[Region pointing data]
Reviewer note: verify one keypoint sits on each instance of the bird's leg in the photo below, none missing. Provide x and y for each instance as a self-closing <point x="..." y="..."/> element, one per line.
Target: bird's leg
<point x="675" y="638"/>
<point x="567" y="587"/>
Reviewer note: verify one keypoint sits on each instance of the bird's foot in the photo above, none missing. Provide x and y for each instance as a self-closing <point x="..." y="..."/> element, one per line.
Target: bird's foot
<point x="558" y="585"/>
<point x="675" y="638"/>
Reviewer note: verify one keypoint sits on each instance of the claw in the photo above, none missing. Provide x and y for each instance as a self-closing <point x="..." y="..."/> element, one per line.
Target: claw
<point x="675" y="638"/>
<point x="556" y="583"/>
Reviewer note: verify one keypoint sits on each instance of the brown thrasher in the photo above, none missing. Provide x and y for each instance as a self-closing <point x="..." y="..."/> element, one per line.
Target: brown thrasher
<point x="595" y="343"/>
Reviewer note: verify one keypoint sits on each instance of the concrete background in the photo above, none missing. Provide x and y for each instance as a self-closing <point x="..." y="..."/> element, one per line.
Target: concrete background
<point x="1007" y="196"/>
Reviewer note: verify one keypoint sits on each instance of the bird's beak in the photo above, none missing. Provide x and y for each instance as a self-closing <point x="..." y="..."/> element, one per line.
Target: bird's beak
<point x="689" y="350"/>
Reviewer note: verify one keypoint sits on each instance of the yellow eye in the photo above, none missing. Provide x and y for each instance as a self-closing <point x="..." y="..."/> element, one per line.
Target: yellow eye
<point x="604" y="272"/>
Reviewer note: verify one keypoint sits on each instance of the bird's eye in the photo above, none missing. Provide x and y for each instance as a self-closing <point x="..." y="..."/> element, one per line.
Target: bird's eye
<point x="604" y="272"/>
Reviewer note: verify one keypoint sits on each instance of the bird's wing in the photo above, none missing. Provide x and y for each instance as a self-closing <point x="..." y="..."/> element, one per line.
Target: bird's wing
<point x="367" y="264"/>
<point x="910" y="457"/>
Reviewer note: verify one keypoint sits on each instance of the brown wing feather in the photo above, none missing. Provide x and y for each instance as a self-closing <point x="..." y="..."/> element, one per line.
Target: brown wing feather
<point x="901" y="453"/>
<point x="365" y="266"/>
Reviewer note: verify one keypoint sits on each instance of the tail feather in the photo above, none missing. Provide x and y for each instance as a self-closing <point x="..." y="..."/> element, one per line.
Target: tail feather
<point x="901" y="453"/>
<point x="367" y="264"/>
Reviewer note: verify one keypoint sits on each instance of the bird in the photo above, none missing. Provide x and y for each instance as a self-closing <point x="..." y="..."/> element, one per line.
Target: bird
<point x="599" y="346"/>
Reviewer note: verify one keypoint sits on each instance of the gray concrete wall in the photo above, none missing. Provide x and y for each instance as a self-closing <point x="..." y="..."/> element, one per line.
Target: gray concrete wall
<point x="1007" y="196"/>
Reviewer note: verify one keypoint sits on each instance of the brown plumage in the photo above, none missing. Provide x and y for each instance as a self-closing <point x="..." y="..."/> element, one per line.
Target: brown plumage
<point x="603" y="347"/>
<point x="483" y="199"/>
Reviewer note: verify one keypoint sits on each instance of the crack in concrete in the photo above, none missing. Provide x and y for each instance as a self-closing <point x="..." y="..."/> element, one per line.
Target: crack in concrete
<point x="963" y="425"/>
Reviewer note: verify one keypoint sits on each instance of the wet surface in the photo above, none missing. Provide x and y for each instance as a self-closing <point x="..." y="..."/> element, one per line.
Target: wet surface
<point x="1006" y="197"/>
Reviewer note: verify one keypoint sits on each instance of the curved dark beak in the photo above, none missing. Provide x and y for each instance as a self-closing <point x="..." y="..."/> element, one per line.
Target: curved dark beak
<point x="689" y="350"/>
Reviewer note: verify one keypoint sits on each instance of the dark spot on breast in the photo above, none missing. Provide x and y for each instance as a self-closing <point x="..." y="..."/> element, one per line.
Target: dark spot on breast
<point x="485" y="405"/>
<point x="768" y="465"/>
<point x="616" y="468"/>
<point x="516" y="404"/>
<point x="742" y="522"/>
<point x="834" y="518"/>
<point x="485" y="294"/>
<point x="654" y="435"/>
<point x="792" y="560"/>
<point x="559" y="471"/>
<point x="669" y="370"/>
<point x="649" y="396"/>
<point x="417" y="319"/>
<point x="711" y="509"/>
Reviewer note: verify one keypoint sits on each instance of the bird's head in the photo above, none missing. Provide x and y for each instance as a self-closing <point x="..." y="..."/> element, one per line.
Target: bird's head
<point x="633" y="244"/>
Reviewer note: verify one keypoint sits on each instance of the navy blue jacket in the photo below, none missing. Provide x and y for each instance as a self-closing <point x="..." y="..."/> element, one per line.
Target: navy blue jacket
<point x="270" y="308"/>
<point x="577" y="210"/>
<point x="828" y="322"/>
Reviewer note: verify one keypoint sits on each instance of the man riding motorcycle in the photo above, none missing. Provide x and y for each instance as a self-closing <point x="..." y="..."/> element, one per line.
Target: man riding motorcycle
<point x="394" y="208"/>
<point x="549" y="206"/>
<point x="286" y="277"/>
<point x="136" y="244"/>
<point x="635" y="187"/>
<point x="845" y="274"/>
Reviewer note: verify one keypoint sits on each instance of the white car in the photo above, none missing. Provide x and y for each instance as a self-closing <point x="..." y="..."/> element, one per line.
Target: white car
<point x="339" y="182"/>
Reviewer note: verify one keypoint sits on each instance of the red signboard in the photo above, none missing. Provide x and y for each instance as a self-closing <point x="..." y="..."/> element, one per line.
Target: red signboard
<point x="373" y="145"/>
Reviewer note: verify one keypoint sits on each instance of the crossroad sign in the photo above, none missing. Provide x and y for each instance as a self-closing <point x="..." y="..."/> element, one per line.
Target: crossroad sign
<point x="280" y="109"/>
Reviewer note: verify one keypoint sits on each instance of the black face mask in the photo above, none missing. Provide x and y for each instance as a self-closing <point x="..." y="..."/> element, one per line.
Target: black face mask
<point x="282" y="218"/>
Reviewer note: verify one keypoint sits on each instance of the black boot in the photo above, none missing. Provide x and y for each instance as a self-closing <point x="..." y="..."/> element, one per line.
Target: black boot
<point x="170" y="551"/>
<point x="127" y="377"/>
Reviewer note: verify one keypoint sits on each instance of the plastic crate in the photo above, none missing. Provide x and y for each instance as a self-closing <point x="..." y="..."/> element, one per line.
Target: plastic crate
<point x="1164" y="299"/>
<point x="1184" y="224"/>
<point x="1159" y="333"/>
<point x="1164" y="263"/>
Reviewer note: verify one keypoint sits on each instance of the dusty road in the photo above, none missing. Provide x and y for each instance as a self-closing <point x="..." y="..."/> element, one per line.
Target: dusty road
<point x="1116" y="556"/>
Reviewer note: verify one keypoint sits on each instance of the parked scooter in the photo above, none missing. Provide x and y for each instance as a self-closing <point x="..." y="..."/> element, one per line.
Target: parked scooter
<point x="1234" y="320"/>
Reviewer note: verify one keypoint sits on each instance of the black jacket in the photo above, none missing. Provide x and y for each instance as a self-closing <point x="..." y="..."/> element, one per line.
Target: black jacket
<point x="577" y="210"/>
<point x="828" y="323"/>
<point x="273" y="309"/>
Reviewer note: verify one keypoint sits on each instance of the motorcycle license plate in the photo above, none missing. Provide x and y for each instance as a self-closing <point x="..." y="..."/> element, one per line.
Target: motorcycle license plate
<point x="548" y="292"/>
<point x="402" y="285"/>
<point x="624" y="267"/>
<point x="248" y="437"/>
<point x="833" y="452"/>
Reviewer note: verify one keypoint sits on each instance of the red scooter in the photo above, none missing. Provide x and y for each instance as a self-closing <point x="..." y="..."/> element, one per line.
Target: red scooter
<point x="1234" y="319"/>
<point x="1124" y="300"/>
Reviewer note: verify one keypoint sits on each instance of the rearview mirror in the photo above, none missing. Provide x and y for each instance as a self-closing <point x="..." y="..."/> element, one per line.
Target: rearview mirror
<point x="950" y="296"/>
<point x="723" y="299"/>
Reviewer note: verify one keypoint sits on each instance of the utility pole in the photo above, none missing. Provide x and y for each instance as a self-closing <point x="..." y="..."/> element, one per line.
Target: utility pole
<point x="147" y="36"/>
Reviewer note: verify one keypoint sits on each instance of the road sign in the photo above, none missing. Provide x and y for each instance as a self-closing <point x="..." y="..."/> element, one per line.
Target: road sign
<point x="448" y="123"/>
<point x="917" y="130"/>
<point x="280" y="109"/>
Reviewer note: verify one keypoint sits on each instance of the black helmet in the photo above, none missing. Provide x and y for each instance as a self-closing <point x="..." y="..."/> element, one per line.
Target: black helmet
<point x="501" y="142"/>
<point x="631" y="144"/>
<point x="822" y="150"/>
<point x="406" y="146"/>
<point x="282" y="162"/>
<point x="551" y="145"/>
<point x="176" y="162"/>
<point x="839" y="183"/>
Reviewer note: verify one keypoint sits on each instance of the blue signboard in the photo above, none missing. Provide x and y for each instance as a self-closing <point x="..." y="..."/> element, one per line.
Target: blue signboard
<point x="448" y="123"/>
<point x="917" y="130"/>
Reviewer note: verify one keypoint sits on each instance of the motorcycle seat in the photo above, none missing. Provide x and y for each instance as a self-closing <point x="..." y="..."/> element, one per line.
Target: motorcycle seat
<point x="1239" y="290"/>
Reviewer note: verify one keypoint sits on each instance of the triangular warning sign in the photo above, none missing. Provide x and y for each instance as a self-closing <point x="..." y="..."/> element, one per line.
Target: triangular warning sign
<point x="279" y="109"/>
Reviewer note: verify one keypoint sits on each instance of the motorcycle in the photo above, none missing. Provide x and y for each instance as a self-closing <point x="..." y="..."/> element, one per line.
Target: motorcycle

■ **Aim of the exercise**
Could you retype exactly the lines above, starting at the line that contains "Target: yellow eye" and ending at the line that contains "the brown plumage", and nothing more?

■ **Answer to this exercise**
Target: yellow eye
<point x="604" y="272"/>
Reviewer note: verify one keypoint sits on each instance of the bird's eye in the photo above, none missing. Provide x and y for each instance as a self-closing <point x="..." y="..."/> element, one per line.
Target: bird's eye
<point x="604" y="272"/>
Reviewer note: verify one keypoint sits on each instance of the bird's wing in the photo above, none missing. Provide x and y for each instance as a self-closing <point x="..." y="..."/> element, one per line.
Target: bird's wing
<point x="367" y="264"/>
<point x="910" y="457"/>
Reviewer note: verify one keypoint sits on each instance of the brown wing feather in the photo above, none missing. Provide x and y for each instance as a self-closing <point x="..." y="..."/> element, one per line.
Target: brown wing feather
<point x="901" y="453"/>
<point x="365" y="266"/>
Reviewer note: verify one keypoint sits on each instance of the tail feather in the photo above, none missing. Provide x and y for each instance as a self-closing <point x="..." y="..."/> element, one per line.
Target: tail feather
<point x="901" y="453"/>
<point x="367" y="264"/>
Reviewer note: verify one keypoint sits on each instance of the bird in the photo above, none missing. Provide x and y for each instance as a self-closing <point x="..." y="..."/> element, one per line.
Target: bird
<point x="599" y="346"/>
Reviewer note: verify one keypoint sits on each instance of the gray concrete wall in the photo above, none missing. Provide x and y for each instance as a self-closing <point x="..." y="..."/> element, one per line.
Target: gray concrete wall
<point x="1007" y="196"/>
Reviewer note: verify one keypoint sits on each instance of the brown plumage in the photo above, none missing. Provide x and y for each instance as a self-closing <point x="..." y="..."/> element, one per line.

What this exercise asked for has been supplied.